# WORK REQUEST:
Repeat the data verbatim, images excluded.

Top of MATERIAL FOR THIS TASK

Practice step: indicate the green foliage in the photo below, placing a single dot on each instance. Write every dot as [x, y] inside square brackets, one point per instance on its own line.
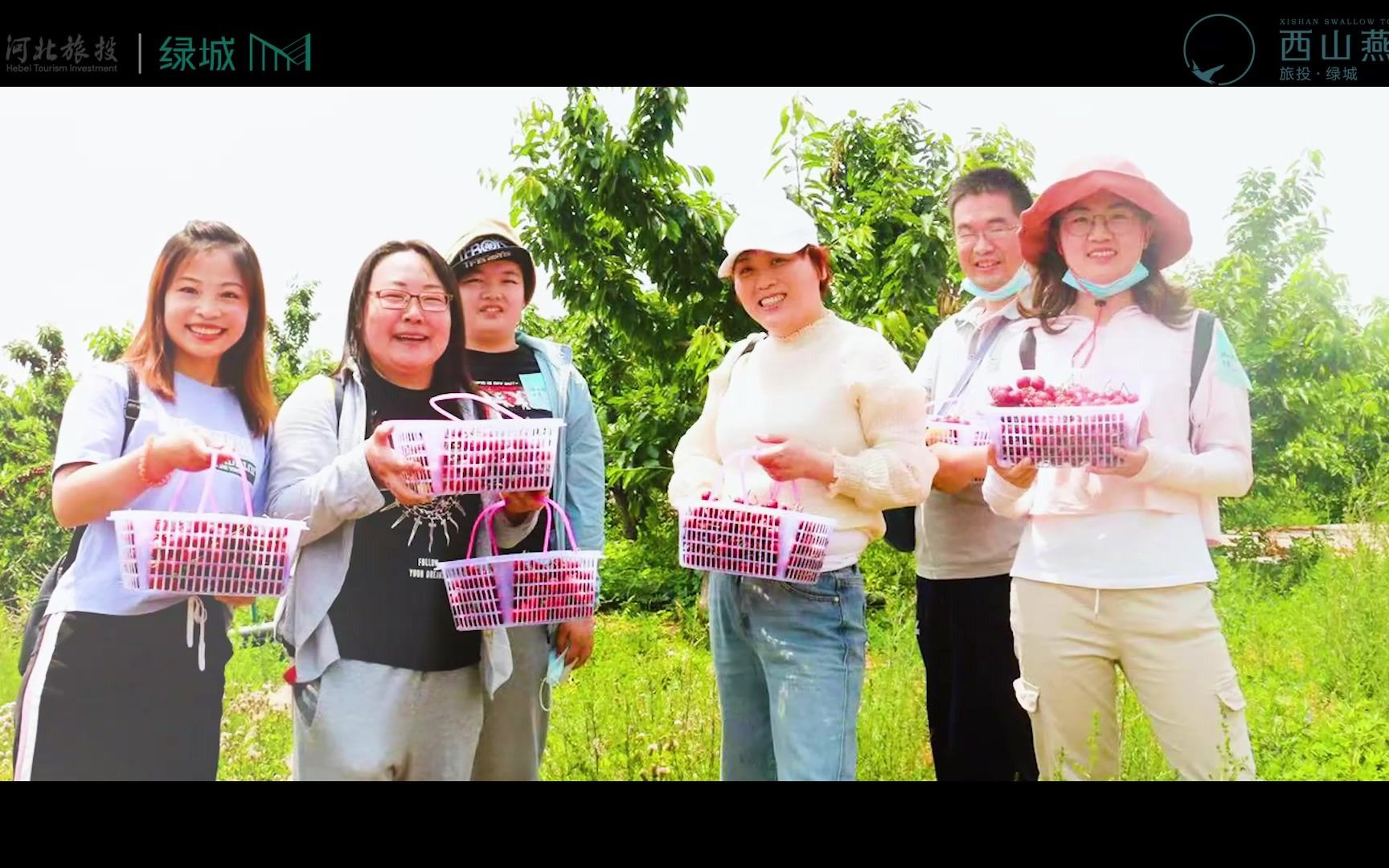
[1320, 375]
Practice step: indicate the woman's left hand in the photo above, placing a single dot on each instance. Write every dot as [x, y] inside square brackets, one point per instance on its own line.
[786, 460]
[1131, 460]
[520, 505]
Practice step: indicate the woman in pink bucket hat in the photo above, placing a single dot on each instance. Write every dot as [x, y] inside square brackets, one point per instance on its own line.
[1112, 568]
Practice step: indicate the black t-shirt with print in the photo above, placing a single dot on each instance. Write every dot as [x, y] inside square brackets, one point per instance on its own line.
[393, 608]
[513, 379]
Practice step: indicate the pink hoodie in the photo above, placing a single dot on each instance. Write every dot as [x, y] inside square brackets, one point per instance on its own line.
[1179, 475]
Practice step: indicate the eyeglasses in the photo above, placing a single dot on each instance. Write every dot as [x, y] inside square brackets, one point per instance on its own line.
[1081, 223]
[399, 301]
[996, 235]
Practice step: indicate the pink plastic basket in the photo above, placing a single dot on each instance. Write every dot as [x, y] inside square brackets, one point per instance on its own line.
[474, 456]
[753, 541]
[206, 553]
[1064, 436]
[530, 588]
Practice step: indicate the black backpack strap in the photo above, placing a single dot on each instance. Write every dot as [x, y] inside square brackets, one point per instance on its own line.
[1028, 350]
[133, 404]
[1200, 352]
[338, 396]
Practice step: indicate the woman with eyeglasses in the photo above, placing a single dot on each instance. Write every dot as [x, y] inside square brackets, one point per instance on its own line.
[1112, 570]
[385, 688]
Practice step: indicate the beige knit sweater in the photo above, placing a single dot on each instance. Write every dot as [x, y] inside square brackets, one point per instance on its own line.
[835, 387]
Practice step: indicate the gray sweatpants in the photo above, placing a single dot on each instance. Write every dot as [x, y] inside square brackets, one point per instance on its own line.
[514, 725]
[363, 721]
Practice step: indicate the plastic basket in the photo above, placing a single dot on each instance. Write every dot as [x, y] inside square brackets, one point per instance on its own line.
[530, 588]
[753, 541]
[971, 432]
[1064, 436]
[474, 456]
[206, 553]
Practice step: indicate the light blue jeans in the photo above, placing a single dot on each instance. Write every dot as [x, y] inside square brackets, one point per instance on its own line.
[789, 664]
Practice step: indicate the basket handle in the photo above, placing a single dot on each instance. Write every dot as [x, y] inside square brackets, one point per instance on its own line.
[740, 459]
[490, 515]
[480, 399]
[207, 484]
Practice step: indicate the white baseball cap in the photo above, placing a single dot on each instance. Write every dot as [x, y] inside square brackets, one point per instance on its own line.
[774, 225]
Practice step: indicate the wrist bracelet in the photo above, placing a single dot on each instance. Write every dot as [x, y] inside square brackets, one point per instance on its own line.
[143, 467]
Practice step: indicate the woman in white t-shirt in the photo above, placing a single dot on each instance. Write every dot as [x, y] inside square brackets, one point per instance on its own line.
[1112, 567]
[117, 686]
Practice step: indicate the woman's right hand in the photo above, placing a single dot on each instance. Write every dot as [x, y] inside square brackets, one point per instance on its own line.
[1021, 474]
[389, 469]
[186, 449]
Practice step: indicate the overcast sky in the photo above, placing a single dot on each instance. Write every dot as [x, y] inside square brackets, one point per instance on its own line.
[96, 179]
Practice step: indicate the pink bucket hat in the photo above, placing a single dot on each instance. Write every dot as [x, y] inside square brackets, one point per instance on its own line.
[1173, 231]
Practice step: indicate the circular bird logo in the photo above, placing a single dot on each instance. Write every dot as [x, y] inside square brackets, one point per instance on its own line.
[1219, 49]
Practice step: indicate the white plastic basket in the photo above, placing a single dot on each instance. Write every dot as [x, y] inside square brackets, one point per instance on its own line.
[530, 588]
[474, 456]
[965, 432]
[206, 553]
[755, 541]
[1066, 436]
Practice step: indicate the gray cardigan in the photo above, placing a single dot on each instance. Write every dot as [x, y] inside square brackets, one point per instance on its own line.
[320, 477]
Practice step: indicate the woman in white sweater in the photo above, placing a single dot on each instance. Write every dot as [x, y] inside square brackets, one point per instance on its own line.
[1112, 568]
[831, 406]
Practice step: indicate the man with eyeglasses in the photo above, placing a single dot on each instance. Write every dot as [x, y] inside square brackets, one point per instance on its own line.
[965, 551]
[532, 378]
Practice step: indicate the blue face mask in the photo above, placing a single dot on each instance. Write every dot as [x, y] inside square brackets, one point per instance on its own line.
[1108, 289]
[1018, 282]
[556, 673]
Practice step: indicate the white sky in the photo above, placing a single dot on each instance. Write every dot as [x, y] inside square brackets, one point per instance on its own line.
[93, 181]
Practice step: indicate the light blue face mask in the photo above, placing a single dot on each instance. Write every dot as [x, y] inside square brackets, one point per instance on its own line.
[556, 673]
[1018, 282]
[1108, 289]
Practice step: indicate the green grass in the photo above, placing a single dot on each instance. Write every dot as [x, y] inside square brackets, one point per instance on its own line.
[1307, 641]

Bottom of MATERIAL FOR THIS TASK

# THE COMPLETED TASK:
Practice step: indicate the green foliage in the photo below, placing a single dot on each instance. Write every dot as [x, y] inside square brackets, one point per instance on its own line.
[1320, 375]
Practice step: indicate the woman's left hand in the photo above, placing a single dot on each instance. Write every dot as [x, y] inside square brackets, one point per instance on its own line.
[786, 460]
[1131, 460]
[520, 505]
Practice step: indicate the woman in pink bucket hat in the photo above, placing a single dot on each instance. Write every dot as [x, y] inside square brackets, one point per instance on its own line.
[1112, 568]
Practice step: indicate the black t-shirt with print in the photo above, placing a single dot on each instance. Write every dot as [x, y] inside square brackets, one point per instance on its own line.
[393, 608]
[513, 379]
Practice step: indicate the pink hoodie in the photo above, placing a single dot on each instance. Write every dot as [x, y] inside square brackets, one point per instance on its own line.
[1179, 475]
Practice step: indicate the eyeglasses in the photo above, placing a single dot on each instance. Write every dot as [x, y] inside square brackets, one point per instance on its own line.
[1081, 223]
[399, 301]
[996, 235]
Practice step: indicate the pink plastic basket in the photo above, placing a single dot on each instance. Write every dot as [x, y] inside square brackets, one point per instance on its own line.
[474, 456]
[753, 541]
[206, 553]
[1064, 436]
[530, 588]
Practice step: indicate the black backpack strap in the photo above, placing a single dot on each instance. Write every dot as [x, y] inside square brackets, one point per instance on its own line.
[1028, 350]
[133, 404]
[1200, 352]
[338, 396]
Practice step: indicate the woman with eyeglasses in the photo above, placing a single dot on each instance. Write every dot as [x, y] inside square brackets, one point per instance on its own line.
[1112, 570]
[385, 688]
Practice step: indicate the beige knit sweater in the photo above, placing a single dot on each instance. Write every dot as [x, y] inside square brackets, one point per instance on its own line.
[835, 387]
Practice step: indicate the gray sweatpants in the photo above, placing a single dot on each instance. Write every dot as [x, y] inside square brackets, one point per instance on its own line.
[514, 725]
[363, 721]
Practice step: indicate the plastic basket in the photo above, placing a single dot on each instance. Write every dot as [x, y] inside square brackets, one point per instance on its own line.
[530, 588]
[753, 541]
[971, 432]
[1064, 436]
[474, 456]
[206, 553]
Practice step: indicate the light blue jeans in the photo above, placing a single dot on each instance. Write every dot as [x, y] inside square brackets, one point per instance on its own line.
[789, 664]
Practice step: indicate the basket handle in the photo above, placing a single dot on each instance. Write every dot as [x, y] inside square brackets, one point per instance on its own line.
[740, 459]
[490, 515]
[480, 399]
[207, 484]
Practice step: indicate the white baseball cap in the photo above, placing a single dot on each instance. Write every dot as [x, y] inside square brackets, one point per instance on its own line.
[774, 225]
Practice step: indicate the wrist bracelet in the photo above, placing a single dot on each instance. Write every dot as [x, y] inside square brackets, one point per instance on its own line.
[143, 467]
Practice step: indicate the woman in white t-shirt in the photo above, placing a single dot on each instance. Write every dot as [x, y] inside square brackets, one point per instance on its own line.
[1112, 567]
[117, 686]
Practice step: indicate the woman's right hand in the photo above, placing a single dot on each instance. Write every dot as [x, y] inside square brackets, one point per instance on its own line.
[1021, 474]
[389, 469]
[186, 449]
Practice step: indicate the overcast sky in the photo above, placing a single dot on each instance. Write every dot as [x, y] inside square brackets, one point per instance on its own line.
[96, 179]
Practice step: indicate the pink bucket hat in the photo above, placing a single dot on each instance. Write every dot as [x, y] inside square brackets, one point per instance on its own line.
[1173, 231]
Practice step: indicate the circular bird logo in the photo above, placing a single dot on each instance. Write every dot as [x, y] inside square brackets, one point per instance on its own line.
[1219, 49]
Practice step: indicate the white plastic basket in the photo above, placing a single dot on each instance. Write every dot as [x, y] inside square brackets, one point per instance on its own line.
[530, 588]
[474, 456]
[965, 432]
[206, 553]
[755, 541]
[1066, 436]
Practice step: indicate the gray cardigan in the photo above, placing a single dot on each instance. Write every dot as [x, y] inside square brackets, one point per instance on its own line.
[320, 477]
Practice step: indicate the woman in white sweater in the photo above, placing a single dot on each instance. Write every dot as [x, y] inside square brackets, one point per instance on its own line.
[1112, 568]
[831, 406]
Practice step: indicate the man with eyeglasses in the photo above, placing a single dot on each instance. Write every dot as [x, y] inside square brackets, one point per instance on its own line.
[965, 551]
[532, 378]
Practice step: indicate the blue face mask in the photo above, placing a single dot on each instance. Write every dot as [x, y] inside square brackets, one point per instance on its own line.
[1108, 289]
[1018, 282]
[556, 673]
Practice step: indicate the white sky in the photo above, placing a single dot on each instance. Write every dot as [x, y] inside square brackets, one point per instance on its own line.
[93, 181]
Practice step: indicate the light blue face mask in the photo above, placing a single dot on each instance. Write every dot as [x, y] inside square brackets, one point per instance on its own line.
[556, 673]
[1018, 282]
[1108, 289]
Practice step: indicate the green grass in the photo above, placing a single dot on each instance. Write every dot as [x, y] inside square brackets, one point per instance on its own line.
[1307, 641]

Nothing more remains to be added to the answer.